» Directions: Return the exact lines from the one containing "Target: plant in pot" through the final line of the material below, with both ends kept.

» Source information:

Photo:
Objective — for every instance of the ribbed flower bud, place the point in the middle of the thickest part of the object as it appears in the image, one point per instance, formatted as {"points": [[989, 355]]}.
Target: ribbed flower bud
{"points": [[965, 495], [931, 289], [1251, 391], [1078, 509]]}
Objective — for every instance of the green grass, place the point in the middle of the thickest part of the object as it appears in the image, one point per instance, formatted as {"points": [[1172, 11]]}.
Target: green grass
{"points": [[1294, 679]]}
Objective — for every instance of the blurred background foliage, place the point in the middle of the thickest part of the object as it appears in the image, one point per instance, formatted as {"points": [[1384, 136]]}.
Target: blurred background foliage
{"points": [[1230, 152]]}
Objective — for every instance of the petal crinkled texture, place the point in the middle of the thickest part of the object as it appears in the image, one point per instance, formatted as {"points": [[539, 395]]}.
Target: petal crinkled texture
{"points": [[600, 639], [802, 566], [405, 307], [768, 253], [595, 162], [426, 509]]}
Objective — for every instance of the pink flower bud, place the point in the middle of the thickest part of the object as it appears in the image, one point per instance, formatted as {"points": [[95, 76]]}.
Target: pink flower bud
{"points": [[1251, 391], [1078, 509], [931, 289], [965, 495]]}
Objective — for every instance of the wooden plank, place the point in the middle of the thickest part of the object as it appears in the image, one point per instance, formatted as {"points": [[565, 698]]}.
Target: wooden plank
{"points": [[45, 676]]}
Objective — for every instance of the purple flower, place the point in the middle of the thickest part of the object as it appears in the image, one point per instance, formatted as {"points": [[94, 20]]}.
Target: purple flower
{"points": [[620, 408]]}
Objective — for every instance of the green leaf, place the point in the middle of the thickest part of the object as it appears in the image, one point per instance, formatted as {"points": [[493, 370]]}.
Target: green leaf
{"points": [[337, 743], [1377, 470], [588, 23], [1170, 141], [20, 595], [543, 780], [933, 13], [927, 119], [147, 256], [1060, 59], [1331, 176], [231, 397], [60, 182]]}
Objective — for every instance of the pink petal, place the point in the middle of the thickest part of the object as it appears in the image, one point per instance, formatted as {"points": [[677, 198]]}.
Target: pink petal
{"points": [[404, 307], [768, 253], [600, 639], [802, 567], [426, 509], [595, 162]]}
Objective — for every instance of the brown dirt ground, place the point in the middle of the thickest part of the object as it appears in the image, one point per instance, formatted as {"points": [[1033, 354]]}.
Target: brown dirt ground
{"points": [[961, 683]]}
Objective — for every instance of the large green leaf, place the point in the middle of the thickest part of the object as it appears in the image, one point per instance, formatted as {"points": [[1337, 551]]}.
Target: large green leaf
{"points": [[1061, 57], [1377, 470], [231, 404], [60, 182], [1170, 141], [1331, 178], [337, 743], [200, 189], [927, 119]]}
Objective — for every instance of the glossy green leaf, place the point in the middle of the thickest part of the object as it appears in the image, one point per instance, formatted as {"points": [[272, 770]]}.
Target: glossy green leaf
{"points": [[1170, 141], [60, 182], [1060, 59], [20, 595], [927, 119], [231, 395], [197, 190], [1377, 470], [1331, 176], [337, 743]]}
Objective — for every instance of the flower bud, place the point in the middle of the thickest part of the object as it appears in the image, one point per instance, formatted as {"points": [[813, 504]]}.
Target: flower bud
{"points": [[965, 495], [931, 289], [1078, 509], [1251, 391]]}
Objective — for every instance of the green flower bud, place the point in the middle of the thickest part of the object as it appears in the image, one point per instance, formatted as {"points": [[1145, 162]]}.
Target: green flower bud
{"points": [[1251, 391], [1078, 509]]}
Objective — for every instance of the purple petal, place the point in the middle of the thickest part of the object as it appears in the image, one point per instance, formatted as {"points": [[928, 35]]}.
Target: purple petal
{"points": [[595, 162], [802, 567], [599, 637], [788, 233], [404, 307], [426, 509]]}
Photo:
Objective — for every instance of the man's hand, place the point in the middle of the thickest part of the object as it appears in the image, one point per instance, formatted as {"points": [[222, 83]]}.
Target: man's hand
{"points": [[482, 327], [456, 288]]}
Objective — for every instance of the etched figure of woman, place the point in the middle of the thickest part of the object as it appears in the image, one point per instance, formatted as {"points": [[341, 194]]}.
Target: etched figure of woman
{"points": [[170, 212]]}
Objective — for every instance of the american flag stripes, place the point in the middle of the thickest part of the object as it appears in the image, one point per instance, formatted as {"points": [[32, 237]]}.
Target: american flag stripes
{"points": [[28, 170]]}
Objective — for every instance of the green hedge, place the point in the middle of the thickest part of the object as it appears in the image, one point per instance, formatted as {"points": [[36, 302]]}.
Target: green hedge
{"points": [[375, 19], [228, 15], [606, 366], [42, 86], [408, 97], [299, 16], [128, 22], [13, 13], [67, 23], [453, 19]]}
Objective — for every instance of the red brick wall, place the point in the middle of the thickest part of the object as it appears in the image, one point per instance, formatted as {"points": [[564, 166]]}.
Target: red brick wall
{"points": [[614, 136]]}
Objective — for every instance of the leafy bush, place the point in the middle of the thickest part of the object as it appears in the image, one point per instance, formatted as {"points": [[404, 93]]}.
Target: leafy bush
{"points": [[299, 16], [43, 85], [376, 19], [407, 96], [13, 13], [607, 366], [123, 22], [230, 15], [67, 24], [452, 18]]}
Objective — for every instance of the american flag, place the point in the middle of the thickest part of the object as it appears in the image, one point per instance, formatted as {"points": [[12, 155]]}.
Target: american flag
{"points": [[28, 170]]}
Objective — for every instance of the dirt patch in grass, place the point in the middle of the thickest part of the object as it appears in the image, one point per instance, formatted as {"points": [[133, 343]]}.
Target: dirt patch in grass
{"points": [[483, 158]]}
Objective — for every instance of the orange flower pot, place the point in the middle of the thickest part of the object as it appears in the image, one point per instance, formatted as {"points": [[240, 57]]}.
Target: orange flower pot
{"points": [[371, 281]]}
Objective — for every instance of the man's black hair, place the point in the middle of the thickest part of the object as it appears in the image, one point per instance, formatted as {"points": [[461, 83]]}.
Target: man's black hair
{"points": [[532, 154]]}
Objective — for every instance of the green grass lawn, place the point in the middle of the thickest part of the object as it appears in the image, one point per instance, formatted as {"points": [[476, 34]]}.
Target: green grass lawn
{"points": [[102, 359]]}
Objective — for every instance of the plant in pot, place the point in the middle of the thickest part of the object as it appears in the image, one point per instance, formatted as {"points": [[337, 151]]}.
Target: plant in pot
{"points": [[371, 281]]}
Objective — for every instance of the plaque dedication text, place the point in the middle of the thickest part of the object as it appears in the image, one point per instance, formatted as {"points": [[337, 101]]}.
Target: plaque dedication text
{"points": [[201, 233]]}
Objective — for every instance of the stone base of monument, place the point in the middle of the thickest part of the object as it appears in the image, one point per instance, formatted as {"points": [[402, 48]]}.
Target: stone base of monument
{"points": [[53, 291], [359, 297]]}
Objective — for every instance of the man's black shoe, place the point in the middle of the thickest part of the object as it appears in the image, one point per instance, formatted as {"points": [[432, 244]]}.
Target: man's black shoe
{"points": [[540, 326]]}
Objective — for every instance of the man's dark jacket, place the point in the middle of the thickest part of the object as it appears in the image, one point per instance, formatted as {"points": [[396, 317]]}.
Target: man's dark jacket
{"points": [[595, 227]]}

» Answer:
Target: plant in pot
{"points": [[371, 281]]}
Objective — for every instance of the plaque dedication text, place the point in the middle of the thickest part of the object as it appears in the image, one point per instance, formatted as {"points": [[337, 101]]}.
Target: plaque dedication text
{"points": [[201, 233]]}
Objective — for every instance of the stone base of monument, place the point in the middle of the thickest part of the object as it appears in the image, one point per instance, formatted as {"points": [[402, 48]]}.
Target: stone base of monument
{"points": [[53, 291], [359, 297]]}
Objective — for every instance of the man's black shoe, place the point in the middle of the thickest part of the object as it appears in the image, one point per instance, formatted as {"points": [[432, 244]]}.
Target: man's black shoe
{"points": [[540, 326]]}
Objective — for every instance of the man's dark jacket, place the point in the middle of the thickest part of the object as it appears in the image, one point per instance, formatted as {"points": [[396, 317]]}.
Target: man's dark jacket
{"points": [[595, 227]]}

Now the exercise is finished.